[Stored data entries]
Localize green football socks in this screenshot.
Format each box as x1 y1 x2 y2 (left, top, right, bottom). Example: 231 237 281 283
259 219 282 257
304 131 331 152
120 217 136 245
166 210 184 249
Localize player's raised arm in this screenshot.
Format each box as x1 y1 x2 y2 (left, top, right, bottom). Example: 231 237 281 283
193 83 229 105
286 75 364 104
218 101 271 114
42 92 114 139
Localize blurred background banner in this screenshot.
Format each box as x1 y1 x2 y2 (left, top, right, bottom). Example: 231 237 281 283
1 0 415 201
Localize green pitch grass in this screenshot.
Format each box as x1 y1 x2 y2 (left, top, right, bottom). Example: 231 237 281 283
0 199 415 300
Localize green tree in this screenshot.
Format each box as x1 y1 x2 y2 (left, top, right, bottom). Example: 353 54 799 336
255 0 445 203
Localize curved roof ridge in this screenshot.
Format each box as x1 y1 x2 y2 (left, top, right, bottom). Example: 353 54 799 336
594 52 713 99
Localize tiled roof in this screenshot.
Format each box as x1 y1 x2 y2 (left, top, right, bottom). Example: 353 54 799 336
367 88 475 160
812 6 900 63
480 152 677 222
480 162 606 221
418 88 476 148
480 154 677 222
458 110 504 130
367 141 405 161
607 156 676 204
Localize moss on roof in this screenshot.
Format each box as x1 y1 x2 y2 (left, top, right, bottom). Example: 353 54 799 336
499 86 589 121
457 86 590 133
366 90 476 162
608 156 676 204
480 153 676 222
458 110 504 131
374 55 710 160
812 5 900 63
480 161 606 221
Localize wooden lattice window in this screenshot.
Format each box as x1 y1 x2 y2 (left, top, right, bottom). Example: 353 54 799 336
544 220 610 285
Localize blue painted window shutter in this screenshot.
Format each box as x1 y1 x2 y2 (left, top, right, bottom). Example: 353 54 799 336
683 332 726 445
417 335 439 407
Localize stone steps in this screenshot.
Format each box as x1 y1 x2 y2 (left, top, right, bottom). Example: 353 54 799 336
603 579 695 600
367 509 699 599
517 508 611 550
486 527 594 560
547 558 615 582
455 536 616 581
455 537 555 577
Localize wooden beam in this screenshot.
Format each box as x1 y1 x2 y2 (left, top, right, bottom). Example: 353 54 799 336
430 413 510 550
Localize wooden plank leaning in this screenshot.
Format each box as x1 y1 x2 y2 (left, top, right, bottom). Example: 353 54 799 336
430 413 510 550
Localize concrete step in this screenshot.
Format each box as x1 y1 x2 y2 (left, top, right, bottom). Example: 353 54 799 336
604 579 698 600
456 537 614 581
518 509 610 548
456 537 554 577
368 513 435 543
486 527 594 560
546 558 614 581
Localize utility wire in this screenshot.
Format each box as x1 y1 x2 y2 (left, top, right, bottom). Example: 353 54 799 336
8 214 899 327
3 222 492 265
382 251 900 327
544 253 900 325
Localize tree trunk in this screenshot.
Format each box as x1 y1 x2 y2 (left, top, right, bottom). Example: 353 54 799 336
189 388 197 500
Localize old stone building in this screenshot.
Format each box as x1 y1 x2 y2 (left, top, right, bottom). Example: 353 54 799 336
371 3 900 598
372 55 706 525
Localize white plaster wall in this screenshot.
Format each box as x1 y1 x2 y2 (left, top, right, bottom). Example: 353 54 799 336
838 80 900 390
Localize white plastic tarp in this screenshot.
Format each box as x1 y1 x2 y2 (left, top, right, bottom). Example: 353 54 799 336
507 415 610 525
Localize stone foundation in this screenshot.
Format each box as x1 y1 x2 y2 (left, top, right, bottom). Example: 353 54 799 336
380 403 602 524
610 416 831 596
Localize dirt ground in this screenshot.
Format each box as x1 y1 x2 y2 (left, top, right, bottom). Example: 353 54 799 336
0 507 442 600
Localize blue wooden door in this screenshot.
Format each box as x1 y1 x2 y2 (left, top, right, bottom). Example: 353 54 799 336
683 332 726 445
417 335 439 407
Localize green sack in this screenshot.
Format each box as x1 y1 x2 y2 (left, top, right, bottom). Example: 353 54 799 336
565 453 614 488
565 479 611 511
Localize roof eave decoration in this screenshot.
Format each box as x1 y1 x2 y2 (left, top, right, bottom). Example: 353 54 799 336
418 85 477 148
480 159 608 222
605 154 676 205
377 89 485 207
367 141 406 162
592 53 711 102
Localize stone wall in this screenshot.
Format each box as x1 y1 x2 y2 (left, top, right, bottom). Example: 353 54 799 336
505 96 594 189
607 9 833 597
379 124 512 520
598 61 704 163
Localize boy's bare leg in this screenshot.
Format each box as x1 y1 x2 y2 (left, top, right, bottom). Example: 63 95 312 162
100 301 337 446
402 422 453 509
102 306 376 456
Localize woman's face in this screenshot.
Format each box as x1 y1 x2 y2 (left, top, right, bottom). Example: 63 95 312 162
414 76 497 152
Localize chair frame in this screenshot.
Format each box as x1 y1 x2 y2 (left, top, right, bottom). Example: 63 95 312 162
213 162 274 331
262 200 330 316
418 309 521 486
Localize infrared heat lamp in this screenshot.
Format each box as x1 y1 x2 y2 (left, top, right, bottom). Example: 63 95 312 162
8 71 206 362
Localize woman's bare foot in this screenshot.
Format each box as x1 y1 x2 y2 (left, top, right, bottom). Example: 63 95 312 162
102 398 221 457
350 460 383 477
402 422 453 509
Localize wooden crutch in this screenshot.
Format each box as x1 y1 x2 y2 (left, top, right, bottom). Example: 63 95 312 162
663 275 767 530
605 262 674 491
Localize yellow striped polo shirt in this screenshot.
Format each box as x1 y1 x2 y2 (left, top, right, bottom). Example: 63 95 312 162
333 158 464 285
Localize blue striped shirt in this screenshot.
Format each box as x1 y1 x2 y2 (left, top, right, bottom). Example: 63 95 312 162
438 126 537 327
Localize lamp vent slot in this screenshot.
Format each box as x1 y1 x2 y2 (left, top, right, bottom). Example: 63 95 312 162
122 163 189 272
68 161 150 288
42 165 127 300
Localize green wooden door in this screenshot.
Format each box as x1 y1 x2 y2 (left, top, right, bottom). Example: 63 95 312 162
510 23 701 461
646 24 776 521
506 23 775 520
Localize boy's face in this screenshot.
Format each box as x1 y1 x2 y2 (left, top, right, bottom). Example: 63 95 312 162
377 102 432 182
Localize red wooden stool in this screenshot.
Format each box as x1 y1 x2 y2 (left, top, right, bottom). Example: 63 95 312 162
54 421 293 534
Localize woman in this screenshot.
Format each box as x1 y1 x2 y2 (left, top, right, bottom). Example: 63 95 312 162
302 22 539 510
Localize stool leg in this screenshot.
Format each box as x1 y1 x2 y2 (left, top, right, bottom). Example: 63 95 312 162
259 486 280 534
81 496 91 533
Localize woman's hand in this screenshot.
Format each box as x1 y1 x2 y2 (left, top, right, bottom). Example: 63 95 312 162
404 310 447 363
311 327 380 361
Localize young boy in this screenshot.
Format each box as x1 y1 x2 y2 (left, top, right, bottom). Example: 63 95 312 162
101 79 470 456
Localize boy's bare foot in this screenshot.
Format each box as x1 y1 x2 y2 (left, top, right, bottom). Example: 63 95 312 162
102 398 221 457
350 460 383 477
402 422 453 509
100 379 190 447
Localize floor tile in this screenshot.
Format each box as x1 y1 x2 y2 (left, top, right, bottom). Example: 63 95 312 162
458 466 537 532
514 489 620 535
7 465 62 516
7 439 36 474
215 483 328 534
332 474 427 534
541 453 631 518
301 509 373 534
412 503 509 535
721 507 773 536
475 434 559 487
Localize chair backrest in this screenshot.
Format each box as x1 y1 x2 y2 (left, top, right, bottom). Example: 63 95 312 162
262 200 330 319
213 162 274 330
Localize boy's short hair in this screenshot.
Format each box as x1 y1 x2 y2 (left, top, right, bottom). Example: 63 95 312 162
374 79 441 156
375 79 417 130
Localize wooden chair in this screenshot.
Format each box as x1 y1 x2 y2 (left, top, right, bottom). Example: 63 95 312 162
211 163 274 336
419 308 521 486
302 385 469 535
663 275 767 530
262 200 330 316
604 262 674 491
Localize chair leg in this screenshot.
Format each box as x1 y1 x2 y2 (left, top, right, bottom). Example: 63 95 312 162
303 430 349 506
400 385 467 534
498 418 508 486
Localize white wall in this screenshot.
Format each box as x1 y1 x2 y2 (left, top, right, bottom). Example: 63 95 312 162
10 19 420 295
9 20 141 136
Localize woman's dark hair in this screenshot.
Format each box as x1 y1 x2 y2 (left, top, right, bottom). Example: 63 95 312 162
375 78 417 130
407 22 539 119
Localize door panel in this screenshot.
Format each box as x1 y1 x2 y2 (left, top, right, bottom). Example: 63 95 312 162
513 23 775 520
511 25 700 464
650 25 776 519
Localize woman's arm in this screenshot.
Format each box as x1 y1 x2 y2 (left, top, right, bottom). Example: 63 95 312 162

Task to complete
Check each line in the entries above for the string "tree", then give the number of matching lines alone.

Result of the exercise
2